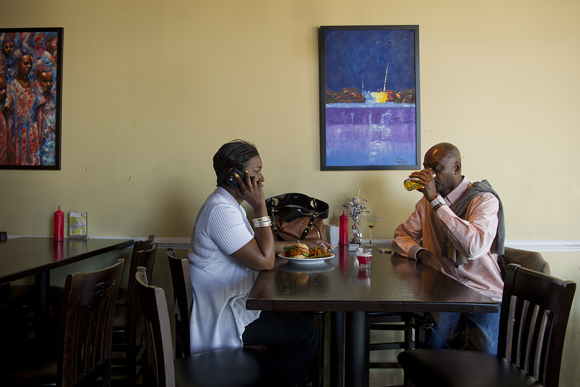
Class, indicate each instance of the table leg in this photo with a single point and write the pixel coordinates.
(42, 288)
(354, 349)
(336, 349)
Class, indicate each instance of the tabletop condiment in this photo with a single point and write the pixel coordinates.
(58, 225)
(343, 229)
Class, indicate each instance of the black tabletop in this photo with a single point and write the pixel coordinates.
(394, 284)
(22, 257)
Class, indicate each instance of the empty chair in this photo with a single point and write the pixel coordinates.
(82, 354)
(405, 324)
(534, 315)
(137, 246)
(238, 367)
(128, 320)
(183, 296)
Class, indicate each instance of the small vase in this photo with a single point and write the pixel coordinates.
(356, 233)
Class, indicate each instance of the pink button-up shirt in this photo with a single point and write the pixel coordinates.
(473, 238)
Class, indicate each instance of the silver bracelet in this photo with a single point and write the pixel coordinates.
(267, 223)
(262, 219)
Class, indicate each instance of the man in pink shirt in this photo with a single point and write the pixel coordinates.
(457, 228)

• • • •

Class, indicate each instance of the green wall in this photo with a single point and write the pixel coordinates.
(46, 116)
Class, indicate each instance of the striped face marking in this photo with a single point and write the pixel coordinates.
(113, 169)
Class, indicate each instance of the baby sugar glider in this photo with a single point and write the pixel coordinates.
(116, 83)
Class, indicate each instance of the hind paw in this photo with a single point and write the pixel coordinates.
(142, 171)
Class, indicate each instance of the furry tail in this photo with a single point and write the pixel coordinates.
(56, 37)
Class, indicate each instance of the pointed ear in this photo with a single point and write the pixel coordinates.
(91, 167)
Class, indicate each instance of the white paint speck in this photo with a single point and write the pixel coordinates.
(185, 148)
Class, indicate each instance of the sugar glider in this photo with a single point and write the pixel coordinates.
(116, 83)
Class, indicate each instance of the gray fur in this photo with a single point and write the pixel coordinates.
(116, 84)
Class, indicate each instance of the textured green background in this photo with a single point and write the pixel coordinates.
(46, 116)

• • • •

* _THE EXERCISE_
Extract each row above that contains the word "shirt". Matching is case-sensitive.

* _WRITTEN SOLUTION_
Class, indicate each instance of the pink button-up shirt in this photo with a single point and write the pixel coordinates.
Class, indicate each instance of the man in pink shirt in this photo with a single point and write the pixel coordinates.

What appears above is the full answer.